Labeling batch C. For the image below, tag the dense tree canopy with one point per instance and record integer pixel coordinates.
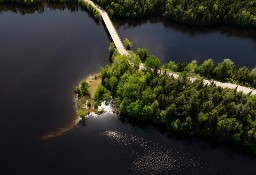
(200, 12)
(178, 104)
(224, 71)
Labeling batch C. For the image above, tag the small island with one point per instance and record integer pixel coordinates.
(140, 88)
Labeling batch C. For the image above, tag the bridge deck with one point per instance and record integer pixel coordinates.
(111, 29)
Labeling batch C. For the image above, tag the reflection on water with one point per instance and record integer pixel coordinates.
(42, 56)
(171, 41)
(152, 158)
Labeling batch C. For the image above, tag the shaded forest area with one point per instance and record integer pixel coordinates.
(196, 12)
(176, 104)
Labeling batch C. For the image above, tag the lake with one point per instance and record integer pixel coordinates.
(44, 55)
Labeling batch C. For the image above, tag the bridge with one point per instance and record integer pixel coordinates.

◆ ◆ ◆

Your assignment - Reprint every record exactly and skip the pictures.

Your solution -
Labeling batch C. For the image below, tag the dense tree canopy with one point per instance and record integer pixel coordinates.
(200, 12)
(178, 104)
(224, 71)
Labeling batch C. For the image above, tag the small island with one point per instance and record integer pixel coordinates.
(140, 88)
Labeling batch C. For the image above, tag the bridge deck with one point per instance and record integer pixel coordinates.
(111, 29)
Labeling batch C. For the image above, tag the reflection on water with one point per instance and record integer pixel coordinates.
(42, 56)
(171, 41)
(152, 158)
Labeling batch C. For the image above, tag the shaded forest area with one point per instance and record integer pixel coordinates.
(196, 12)
(176, 104)
Labeling batch C. For the image above, tag the lake with one point per instance and record integer pixel coordinates.
(44, 55)
Labeling batch C. For the image above, tag the bridge with one point per instance and record integer pixel coordinates.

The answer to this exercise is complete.